§ **Short problem 1**:
Could you reproduce the article below on empty links and screen readers word for word?

§ **Page**:
-=-=-

Empty Links and Screen Readers

By YUI TeamJanuary 24, 2008

About the Author: Mike Davies is a web developer for Yahoo! Europe focusing on web accessibility. He was the Technical Lead Developer of a website redesign which became a PAS 78 case study into the business benefits of accessible websites. Mike writes about web accessibility, Atom and web standards on his personal blog at isolani.co.uk. (Photograph courtesy of Neil Crosby)

With the help of other members of the Yahoo! Accessibility Stakeholders group, I ran a screen reader test to establish whether links that contain no link text were an accessibility barrier. We tested a number of approaches to hiding links across a typical range of screen reader and browsers.

The conclusion is that the most accessible link is one that contains link text. Different techniques of hiding links, from no link text, through to hiding by CSS can cause an accessibility barrier to screen reader users. Each screen reader presented its user with a different set of problems and barriers.

What follows is a detail description of the test, tabulated results, summary of techniques that passed, failed or came close, and a list of web development recommendations.

The Microformats include pattern

The Microformats group have created an include pattern which is a mechanism for including a portion of data from one area of a page into another area on the same page. Essentially, it's a means of preventing the duplication of data.

A good example of this is a page that lists all the reviews done by one person. Instead of every review having to duplicate the reviewer details, we can use the include pattern to define the reviewer once, and include it into each review. No needless duplication.

-=-=-

§ **Material for this exercise**:
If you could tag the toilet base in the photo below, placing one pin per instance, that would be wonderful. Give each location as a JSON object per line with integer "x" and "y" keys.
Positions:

-=-=-

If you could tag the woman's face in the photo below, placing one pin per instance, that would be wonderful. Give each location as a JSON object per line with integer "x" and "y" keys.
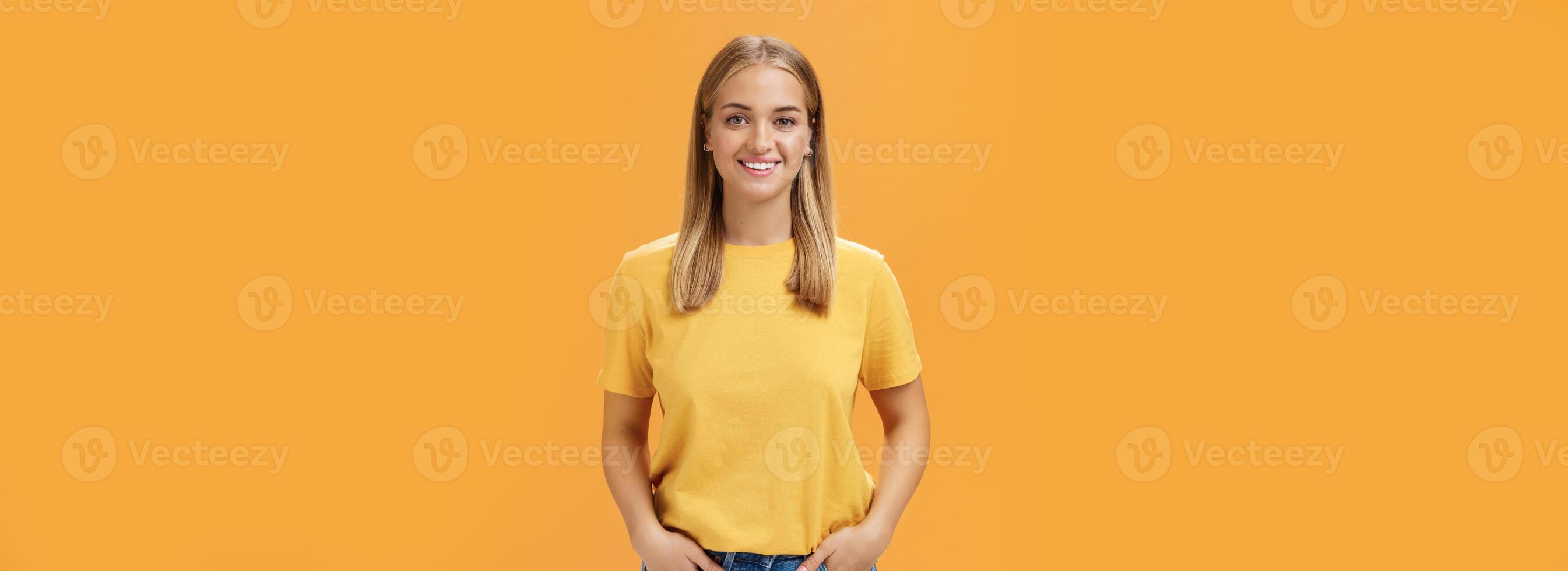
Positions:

-=-=-

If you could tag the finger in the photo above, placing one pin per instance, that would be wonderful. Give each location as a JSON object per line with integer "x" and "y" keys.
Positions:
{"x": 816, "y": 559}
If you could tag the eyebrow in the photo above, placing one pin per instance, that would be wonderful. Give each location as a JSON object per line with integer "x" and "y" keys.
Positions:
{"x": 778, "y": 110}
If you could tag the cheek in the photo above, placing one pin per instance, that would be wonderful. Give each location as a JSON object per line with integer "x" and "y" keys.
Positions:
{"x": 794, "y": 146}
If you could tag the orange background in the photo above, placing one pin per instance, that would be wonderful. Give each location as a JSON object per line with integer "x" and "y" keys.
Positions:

-=-=-

§ **Short problem 2**:
Which lines of the records above contain the word "Give", matching its case? Copy each of those lines in full.

§ **Written reply 1**:
Empty Links and Screen Readers

By YUI TeamJanuary 24, 2008

About the Author: Mike Davies is a web developer for Yahoo! Europe focusing on web accessibility. He was the Technical Lead Developer of a website redesign which became a PAS 78 case study into the business benefits of accessible websites. Mike writes about web accessibility, Atom and web standards on his personal blog at isolani.co.uk. (Photograph courtesy of Neil Crosby)

With the help of other members of the Yahoo! Accessibility Stakeholders group, I ran a screen reader test to establish whether links that contain no link text were an accessibility barrier. We tested a number of approaches to hiding links across a typical range of screen reader and browsers.

The conclusion is that the most accessible link is one that contains link text. Different techniques of hiding links, from no link text, through to hiding by CSS can cause an accessibility barrier to screen reader users. Each screen reader presented its user with a different set of problems and barriers.

What follows is a detail description of the test, tabulated results, summary of techniques that passed, failed or came close, and a list of web development recommendations.

The Microformats include pattern

The Microformats group have created an include pattern which is a mechanism for including a portion of data from one area of a page into another area on the same page. Essentially, it's a means of preventing the duplication of data.

A good example of this is a page that lists all the reviews done by one person. Instead of every review having to duplicate the reviewer details, we can use the include pattern to define the reviewer once, and include it into each review. No needless duplication.

§ **Written reply 2**:
If you could tag the toilet base in the photo below, placing one pin per instance, that would be wonderful. Give each location as a JSON object per line with integer "x" and "y" keys.
If you could tag the woman's face in the photo below, placing one pin per instance, that would be wonderful. Give each location as a JSON object per line with integer "x" and "y" keys.
If you could tag the finger in the photo above, placing one pin per instance, that would be wonderful. Give each location as a JSON object per line with integer "x" and "y" keys.
If you could tag the eyebrow in the photo above, placing one pin per instance, that would be wonderful. Give each location as a JSON object per line with integer "x" and "y" keys.
If you could tag the cheek in the photo above, placing one pin per instance, that would be wonderful. Give each location as a JSON object per line with integer "x" and "y" keys.
If you could tag the orange background in the photo above, placing one pin per instance, that would be wonderful. Give each location as a JSON object per line with integer "x" and "y" keys.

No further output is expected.